▶ MATERIAL FOR THIS EXERCISE:

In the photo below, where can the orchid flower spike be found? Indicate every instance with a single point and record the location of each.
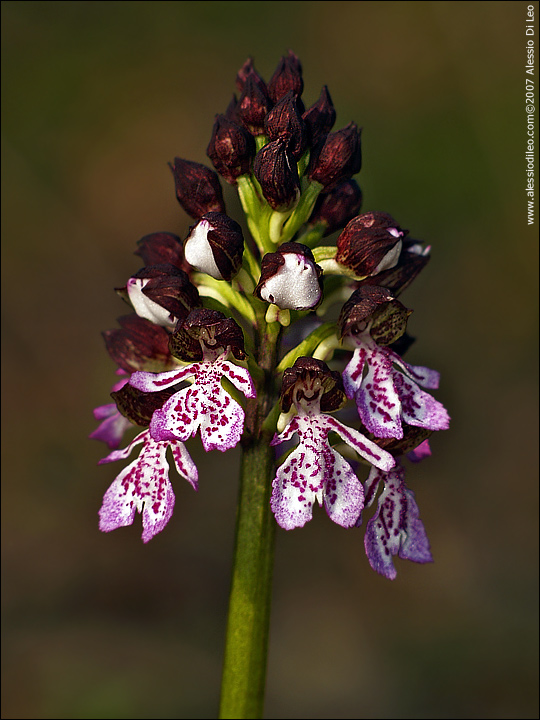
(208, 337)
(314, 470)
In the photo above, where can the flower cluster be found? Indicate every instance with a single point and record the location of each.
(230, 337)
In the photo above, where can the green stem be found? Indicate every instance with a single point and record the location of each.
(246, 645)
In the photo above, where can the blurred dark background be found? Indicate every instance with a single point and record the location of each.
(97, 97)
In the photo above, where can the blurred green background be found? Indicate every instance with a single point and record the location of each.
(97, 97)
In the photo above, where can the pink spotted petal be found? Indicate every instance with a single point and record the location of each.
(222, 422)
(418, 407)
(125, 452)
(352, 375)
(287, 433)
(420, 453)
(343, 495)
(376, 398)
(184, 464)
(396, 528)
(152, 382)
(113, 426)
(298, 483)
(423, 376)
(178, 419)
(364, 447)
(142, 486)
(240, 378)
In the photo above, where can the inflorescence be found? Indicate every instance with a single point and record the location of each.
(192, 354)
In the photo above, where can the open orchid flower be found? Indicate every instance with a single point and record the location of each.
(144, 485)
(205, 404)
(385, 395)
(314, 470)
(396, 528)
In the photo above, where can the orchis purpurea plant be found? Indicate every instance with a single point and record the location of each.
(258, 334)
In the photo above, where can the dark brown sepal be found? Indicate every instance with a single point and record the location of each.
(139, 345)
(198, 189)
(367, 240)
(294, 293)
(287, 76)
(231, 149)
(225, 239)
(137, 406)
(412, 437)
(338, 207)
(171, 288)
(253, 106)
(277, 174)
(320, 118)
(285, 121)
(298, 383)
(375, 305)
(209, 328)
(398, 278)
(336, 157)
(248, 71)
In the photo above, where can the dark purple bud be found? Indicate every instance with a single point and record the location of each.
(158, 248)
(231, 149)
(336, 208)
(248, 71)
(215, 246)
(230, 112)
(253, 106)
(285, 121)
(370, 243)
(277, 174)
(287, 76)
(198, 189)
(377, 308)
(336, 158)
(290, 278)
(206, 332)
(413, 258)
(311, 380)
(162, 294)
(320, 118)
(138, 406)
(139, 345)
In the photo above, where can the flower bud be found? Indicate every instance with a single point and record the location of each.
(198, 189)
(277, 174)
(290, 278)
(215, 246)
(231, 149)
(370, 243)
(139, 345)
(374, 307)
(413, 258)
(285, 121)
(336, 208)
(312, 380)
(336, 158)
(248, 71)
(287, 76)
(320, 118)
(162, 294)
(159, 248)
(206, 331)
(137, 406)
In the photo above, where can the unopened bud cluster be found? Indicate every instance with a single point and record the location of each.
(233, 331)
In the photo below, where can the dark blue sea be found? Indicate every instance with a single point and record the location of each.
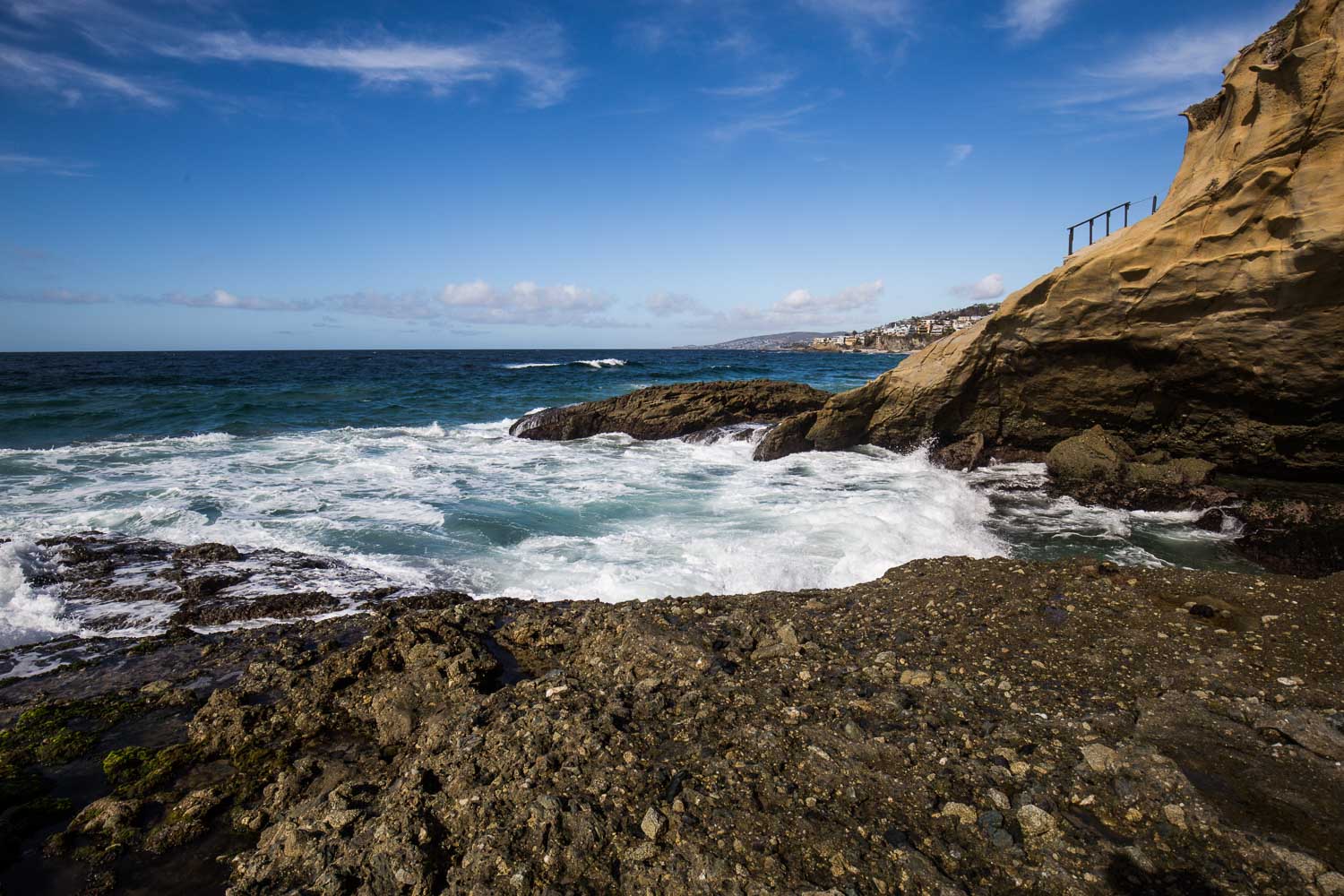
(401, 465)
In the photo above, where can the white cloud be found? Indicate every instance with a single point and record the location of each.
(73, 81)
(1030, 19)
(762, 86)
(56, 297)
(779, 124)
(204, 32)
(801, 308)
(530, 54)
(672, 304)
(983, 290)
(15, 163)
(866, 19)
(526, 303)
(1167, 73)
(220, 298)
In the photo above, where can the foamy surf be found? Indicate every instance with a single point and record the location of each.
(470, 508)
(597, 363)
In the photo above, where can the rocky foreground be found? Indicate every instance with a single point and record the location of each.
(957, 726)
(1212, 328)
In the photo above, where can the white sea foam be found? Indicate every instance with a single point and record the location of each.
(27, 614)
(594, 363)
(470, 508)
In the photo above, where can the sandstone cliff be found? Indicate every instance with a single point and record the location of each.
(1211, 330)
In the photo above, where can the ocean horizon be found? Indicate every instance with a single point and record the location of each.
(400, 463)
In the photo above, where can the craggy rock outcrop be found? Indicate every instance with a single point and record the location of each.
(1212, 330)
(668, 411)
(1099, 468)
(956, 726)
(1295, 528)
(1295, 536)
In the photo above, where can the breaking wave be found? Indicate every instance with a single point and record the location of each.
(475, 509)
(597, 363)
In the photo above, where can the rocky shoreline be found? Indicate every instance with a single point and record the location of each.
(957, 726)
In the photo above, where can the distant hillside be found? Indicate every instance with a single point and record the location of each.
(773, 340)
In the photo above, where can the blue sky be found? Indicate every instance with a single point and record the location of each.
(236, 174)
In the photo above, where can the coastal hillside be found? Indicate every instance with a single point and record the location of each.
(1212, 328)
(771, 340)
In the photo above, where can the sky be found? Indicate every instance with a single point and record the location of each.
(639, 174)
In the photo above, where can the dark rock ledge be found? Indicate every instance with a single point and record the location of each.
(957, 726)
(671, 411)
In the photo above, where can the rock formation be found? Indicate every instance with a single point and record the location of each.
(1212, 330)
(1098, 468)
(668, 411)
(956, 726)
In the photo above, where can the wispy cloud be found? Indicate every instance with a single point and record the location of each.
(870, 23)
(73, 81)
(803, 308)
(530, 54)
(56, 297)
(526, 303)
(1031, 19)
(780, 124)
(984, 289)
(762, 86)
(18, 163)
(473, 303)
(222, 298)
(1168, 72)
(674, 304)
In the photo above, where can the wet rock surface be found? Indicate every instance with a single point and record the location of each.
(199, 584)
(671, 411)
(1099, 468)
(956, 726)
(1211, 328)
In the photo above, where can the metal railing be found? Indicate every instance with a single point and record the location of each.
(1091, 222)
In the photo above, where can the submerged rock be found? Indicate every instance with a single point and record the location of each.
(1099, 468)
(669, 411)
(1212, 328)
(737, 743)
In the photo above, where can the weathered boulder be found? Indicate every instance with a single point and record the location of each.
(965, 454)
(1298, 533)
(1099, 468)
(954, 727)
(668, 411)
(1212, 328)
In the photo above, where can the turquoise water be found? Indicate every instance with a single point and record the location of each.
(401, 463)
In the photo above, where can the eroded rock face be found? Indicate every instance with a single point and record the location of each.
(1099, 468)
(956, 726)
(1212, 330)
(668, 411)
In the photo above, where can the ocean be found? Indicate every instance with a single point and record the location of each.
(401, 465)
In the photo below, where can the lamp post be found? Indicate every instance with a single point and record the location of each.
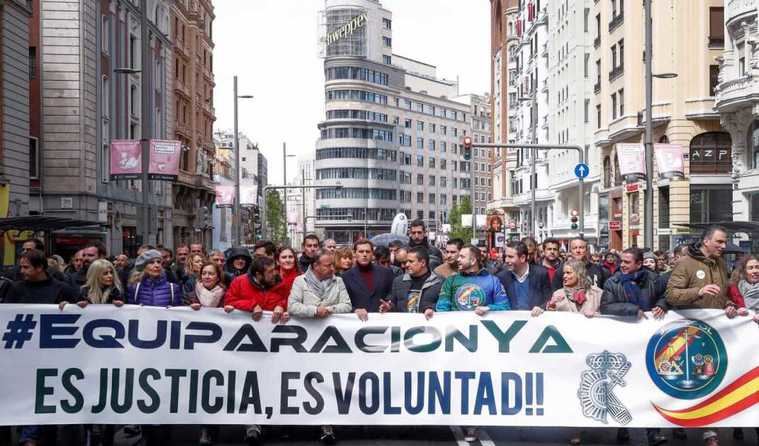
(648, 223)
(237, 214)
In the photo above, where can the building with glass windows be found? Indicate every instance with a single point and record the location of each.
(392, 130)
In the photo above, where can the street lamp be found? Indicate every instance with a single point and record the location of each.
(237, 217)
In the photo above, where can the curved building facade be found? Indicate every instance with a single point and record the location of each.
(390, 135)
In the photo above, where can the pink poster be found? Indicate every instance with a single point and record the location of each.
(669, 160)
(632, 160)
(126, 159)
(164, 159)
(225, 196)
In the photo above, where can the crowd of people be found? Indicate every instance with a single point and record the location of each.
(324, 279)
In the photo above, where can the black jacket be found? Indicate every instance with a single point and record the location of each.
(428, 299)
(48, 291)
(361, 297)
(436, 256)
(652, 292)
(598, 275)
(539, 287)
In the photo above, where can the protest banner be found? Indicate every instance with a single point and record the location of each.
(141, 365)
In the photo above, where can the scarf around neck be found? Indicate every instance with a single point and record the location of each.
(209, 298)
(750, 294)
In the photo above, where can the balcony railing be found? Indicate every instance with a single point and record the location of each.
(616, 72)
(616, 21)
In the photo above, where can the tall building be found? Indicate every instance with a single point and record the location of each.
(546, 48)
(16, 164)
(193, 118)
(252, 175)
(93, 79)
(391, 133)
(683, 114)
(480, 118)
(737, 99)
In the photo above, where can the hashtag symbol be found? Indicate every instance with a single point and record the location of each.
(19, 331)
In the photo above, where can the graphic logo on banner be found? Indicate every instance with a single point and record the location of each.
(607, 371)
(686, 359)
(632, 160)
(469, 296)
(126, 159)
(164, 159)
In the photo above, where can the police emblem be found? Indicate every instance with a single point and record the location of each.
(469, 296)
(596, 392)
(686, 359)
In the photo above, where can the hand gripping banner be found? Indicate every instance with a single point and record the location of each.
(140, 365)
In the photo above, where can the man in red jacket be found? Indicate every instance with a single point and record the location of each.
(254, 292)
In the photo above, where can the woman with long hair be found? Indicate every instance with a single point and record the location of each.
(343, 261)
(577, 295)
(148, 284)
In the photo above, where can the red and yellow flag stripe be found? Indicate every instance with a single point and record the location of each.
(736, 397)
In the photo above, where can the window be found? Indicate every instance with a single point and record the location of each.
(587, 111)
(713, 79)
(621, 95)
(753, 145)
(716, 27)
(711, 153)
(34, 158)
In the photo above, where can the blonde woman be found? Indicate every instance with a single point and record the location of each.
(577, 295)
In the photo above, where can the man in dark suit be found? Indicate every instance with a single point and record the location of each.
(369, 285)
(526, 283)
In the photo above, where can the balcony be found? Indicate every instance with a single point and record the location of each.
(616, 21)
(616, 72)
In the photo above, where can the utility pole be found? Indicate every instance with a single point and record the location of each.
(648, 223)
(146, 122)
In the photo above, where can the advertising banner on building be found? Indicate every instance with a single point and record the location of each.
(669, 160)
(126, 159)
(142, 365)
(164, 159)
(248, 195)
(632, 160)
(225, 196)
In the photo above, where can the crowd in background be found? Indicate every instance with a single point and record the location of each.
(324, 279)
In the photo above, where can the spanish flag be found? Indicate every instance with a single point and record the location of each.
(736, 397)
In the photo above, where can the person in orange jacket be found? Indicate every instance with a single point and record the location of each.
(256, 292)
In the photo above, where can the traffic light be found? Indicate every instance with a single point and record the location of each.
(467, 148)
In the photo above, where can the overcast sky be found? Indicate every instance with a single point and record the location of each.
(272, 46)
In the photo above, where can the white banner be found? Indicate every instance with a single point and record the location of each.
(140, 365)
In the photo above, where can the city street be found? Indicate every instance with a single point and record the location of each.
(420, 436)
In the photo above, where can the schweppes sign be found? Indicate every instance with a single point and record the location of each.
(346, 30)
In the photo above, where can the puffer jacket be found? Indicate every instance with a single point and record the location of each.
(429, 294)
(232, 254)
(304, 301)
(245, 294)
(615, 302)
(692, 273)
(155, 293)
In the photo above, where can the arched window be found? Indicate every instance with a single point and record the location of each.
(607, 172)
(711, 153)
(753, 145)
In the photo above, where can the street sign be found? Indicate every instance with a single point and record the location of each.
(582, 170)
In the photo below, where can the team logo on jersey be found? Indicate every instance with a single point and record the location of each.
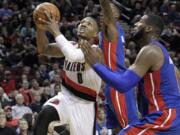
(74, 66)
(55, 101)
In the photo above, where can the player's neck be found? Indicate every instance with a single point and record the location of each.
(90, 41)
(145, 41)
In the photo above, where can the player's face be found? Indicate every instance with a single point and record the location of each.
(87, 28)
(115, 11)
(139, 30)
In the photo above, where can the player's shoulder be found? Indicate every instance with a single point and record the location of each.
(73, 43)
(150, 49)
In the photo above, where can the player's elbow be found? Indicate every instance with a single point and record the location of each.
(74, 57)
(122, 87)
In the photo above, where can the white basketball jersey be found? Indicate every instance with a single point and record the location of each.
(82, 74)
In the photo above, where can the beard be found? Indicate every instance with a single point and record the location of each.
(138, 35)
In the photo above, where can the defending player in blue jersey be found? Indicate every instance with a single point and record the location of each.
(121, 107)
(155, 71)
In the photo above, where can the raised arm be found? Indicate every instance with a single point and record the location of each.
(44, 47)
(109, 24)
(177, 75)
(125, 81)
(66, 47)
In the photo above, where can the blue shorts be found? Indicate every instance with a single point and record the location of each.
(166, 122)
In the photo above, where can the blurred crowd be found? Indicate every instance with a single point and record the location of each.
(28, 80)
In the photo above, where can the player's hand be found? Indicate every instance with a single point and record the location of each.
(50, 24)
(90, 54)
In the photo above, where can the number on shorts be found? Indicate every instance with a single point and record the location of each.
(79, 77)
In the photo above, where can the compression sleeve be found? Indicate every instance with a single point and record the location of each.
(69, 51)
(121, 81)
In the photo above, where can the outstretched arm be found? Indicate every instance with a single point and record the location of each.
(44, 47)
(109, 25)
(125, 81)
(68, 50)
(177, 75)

▶ STATED PROBLEM: Give back exactly the lines from the line containing "In the photo above, where can the player's face" to the end of the entries, and no other lines.

▶ FINISHED EXERCISE:
In the photo above, where can the player's face be found? Indicate every instance with a single point and record the location of each.
(87, 28)
(115, 11)
(139, 30)
In the photo above, where can the player's shoulder be found? Indicate every instance with a single point and record the location of each.
(73, 43)
(150, 49)
In the photo above, where can the player's elbow be found? Indicate every instance with a single point and record the location of each.
(74, 57)
(122, 87)
In the photo above, where can the white basketball jersey be found? Indicate every instance with a single point and record the location of each.
(82, 74)
In the photo above, where can the beard be found? Indicate every instance with a single point and record the location of each.
(138, 35)
In the photo above, where can the defending player in blue jersey be found? Indicate every instance with a single point and record the location of each.
(121, 107)
(155, 71)
In the photo above, where can the raised arm be found? Indicate every instance with a single point and record the location of each.
(44, 47)
(109, 24)
(177, 75)
(125, 81)
(66, 47)
In the photo above, where can the blue shorts be found? Indicate every instance with a single point and record the location of each.
(166, 122)
In the photo above, where can the blurred crowd be found? Indicate every instance with a single point and record the location of each.
(28, 80)
In the photo above, where can the player's hand be found? Indicate every instance with a single point and record the location of each.
(50, 24)
(90, 54)
In the photo above, where can the number on shorts be found? Indicate every instance with a single point and record the location of each.
(79, 77)
In the photo above, where can the compression sleeve be found? Indicate every instance with a single point and record the location of each.
(69, 51)
(121, 81)
In the photo above, where can the outstretched arm be found? Indicate every instance with a single point and record the location of each.
(44, 47)
(109, 25)
(125, 81)
(68, 50)
(177, 75)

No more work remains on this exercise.